■ **What to do**: Type out every entry again, character for character.

[Data extracted from a collection]
· · · · ·
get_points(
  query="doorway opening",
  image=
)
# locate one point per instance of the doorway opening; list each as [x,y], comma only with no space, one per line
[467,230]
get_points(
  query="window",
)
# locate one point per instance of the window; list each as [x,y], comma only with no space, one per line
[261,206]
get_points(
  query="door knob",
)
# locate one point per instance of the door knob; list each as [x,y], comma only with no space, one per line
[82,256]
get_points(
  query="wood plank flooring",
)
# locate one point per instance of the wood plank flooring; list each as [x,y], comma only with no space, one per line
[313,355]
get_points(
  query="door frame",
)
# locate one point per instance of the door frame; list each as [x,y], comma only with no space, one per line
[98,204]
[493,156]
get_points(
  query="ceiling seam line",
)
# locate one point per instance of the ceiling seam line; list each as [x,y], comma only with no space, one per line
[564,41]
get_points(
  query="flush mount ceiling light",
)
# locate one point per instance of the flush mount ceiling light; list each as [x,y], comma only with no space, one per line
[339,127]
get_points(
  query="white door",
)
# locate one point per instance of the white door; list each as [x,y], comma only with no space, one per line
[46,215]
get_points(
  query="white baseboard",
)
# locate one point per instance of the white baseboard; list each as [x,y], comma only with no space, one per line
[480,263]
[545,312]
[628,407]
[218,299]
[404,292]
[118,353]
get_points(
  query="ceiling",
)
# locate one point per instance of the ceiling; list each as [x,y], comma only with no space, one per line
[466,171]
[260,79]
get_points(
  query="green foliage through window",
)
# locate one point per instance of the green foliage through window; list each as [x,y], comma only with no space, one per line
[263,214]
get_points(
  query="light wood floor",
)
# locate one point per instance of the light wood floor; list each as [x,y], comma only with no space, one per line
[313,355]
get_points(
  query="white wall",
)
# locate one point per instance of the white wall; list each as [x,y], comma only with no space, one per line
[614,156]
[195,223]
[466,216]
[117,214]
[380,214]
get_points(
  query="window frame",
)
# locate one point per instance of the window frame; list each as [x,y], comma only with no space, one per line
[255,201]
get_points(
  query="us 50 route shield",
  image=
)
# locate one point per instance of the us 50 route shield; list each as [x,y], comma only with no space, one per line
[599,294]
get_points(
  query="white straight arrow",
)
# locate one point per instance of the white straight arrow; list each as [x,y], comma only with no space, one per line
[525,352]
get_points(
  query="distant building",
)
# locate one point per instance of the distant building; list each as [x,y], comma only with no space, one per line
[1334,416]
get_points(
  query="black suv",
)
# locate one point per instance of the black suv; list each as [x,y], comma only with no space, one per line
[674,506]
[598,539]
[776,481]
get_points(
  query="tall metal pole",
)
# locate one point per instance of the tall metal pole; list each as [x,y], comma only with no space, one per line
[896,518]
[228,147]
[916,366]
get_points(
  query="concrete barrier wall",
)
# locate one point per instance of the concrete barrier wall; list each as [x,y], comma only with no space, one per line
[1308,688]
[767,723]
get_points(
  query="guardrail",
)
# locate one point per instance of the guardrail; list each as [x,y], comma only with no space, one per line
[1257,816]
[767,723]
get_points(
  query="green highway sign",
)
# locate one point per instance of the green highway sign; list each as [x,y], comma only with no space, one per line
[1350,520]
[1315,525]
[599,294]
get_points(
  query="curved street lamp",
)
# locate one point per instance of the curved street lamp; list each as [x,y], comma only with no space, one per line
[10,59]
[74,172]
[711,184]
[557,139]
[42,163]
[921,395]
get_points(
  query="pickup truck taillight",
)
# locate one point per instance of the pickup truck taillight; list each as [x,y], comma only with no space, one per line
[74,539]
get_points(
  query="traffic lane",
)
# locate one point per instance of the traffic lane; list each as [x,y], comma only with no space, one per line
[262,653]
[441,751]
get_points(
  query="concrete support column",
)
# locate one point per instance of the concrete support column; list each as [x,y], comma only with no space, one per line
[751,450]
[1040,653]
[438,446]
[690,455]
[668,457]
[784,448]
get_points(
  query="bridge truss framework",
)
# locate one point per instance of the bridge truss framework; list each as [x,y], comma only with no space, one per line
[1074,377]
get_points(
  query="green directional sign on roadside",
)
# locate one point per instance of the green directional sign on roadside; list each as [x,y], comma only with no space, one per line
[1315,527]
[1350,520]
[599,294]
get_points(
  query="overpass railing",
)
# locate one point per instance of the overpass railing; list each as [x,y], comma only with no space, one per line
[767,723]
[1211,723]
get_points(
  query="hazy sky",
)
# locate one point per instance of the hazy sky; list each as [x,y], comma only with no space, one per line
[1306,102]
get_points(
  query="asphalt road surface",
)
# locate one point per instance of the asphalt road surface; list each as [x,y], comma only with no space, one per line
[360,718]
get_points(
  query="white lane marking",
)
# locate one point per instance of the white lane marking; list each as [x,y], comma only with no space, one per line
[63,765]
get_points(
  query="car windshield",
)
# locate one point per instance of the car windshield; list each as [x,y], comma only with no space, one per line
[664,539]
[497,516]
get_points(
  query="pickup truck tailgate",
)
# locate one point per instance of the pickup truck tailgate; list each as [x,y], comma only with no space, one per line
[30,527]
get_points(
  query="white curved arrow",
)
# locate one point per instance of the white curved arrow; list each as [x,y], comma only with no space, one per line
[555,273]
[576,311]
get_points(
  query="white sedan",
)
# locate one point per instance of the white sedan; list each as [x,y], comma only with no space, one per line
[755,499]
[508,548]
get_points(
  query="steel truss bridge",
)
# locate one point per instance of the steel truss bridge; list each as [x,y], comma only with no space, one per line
· · · · ·
■ **Your response**:
get_points(
  query="doorway opening",
  image=
)
# locate one point per instance of the doorway opening; list each as [x,y], comma only with no space, one per line
[467,230]
get_points(
  query="window",
)
# locate one point per instance of the window; list each as [x,y], comma only with no space, one per line
[261,206]
get_points(
  query="door knob",
)
# locate one point per instance of the door knob; list each as [x,y], comma only with no space, one per line
[82,256]
get_points(
  query="wood plank flooring",
)
# locate one point per instance of the wood plank flooring; list each as [x,y], comma only with no space, one per line
[313,355]
get_points(
  query="door frame",
)
# locate one point per instance of the door frame; list each as [x,y], comma only with no space, one per line
[98,204]
[493,156]
get_points(
  query="ceiling seam line",
)
# locate one point per instance of the ceiling seam line; list each as [x,y], comma only with no space, one per line
[564,41]
get_points(
  query="flush mount ceiling light",
)
# locate one point per instance of the flush mount ceiling light; list each as [x,y], comma only with no space, one per line
[339,127]
get_points(
  query="white door",
)
# locate one point per instance of the white door; list each as [x,y], comma only with no space, one per line
[46,215]
get_points(
  query="white baseboard",
)
# locate one point per instance of the white baseboard; list each as [x,y], comma only with no space, one per line
[480,263]
[545,312]
[628,407]
[218,299]
[404,292]
[118,353]
get_points(
  query="ceiling",
)
# locate one point per instance of the ceiling; list each as [x,y], comma only with no space, one per line
[466,171]
[260,79]
get_points(
  query="green foliage through window",
)
# locate one point per instance of the green foliage through window; list each as [x,y], comma only with no space, one per line
[263,214]
get_points(
  query="light wood floor",
)
# locate one point per instance of the light wood floor; list each as [x,y], comma only with no space, one per line
[313,355]
get_points(
  query="white wall",
)
# locate one point per instance of the white wall; list each as [x,y], comma only with no space, one per line
[614,156]
[195,223]
[466,216]
[117,214]
[380,214]
get_points(
  query="window frame",
)
# locate one point per instance of the window frame; list each as [x,y], comma only with no space, one per line
[255,201]
get_points(
  query="us 50 route shield",
  image=
)
# locate one point per instance of the us 50 route shield; list each as [x,y], comma only with no space, one per line
[599,294]
get_points(
  query="white straight arrow",
)
# locate one point per instance of the white straight arrow; list each as [x,y], comma only with no space, one per line
[525,352]
get_points(
  query="distant building",
)
# locate one point per instance of the distant building; list each as [x,y], comma only with no space, one per line
[1334,416]
get_points(
  query="black suv",
)
# locate one point per instance of the black suv; list each as [x,y], comma only with no space, one per line
[674,506]
[598,539]
[776,481]
get_points(
  query="tall metal pole",
)
# locate one point per instance of the tall metal pole; list each as [x,y], comma only with no space, one per line
[896,518]
[228,147]
[916,366]
get_points(
  query="concrete barrier wall",
)
# locate one point per instance of the concrete barrier wall; list each as [x,y], comma only with no space, one per line
[1308,688]
[767,723]
get_points(
  query="guardrail",
)
# locate one point per instance of the guardrail; list each as [x,y], comma only with no space, one per line
[1257,816]
[767,723]
get_points(
  query="green highway sign",
)
# locate one point per instance of the green highway sign; list each as [x,y], comma only with no space, one per line
[1350,520]
[1315,525]
[599,294]
get_points(
  query="curved street lamp",
)
# locate one point per instance of the curved street lamp; list each as [x,y], comma only with no space, one per line
[10,59]
[74,172]
[711,184]
[557,139]
[42,163]
[921,395]
get_points(
  query="pickup truck taillight",
)
# locate one point per instance of the pickup truck taillight; list each as [x,y], comma only with no space, one per line
[74,539]
get_points(
  query="traffic lane",
)
# locate one point per instance of the traffic lane; list each as [x,y], comma only with no space, one per line
[262,653]
[441,751]
get_points(
  query="concrete support column",
)
# locate one point per instance of the concrete support column; list each as [x,y], comma only with no space, one per line
[751,450]
[1040,653]
[438,446]
[690,455]
[668,457]
[784,448]
get_points(
  query="bridge truss framework",
)
# locate one point per instance of the bridge truss framework; list each as [x,y], comma only with no space, one per line
[1074,377]
get_points(
  query="green directional sign on roadside",
)
# locate one point per instance of the green directional sign on roadside; list each as [x,y], comma only with no space, one per line
[1315,527]
[1350,520]
[599,294]
get_points(
  query="overpass railing",
)
# locate one point per instance of the overpass railing; list each as [x,y], comma only with no space, one per line
[767,723]
[1211,723]
get_points(
  query="hazy sky",
)
# locate one point per instance of the hazy sky; list each as [x,y], comma only with no space, one per line
[1306,102]
get_points(
  query="asphalt road surface",
)
# locate one point per instance of the asphalt road surface; list each as [x,y], comma only with no space, one per line
[360,718]
get_points(
  query="white lane marking",
)
# locate one point per instance of the white lane marking; list each as [x,y], comma only with no space, one per line
[63,765]
get_points(
  query="car windshield",
)
# locate one point per instance of the car windshield; list each as [x,y], comma only with no space, one per line
[664,539]
[497,516]
get_points(
  query="pickup truck tailgate",
)
# locate one point per instance of the pickup truck tailgate; list each as [x,y], comma only with no space, one per line
[30,527]
get_points(
  query="white curved arrow",
)
# locate one point per instance of the white curved arrow; list each as [x,y], comma only with no space, one per line
[555,273]
[576,311]
get_points(
  query="white sedan",
)
# locate one point per instance of the white sedan; list each as [x,y], comma only with no space, one per line
[755,499]
[508,548]
get_points(
  query="steel truss bridge",
)
# locate one point per instance of the steel truss bridge; list each as [x,y], comma only with no space, one per line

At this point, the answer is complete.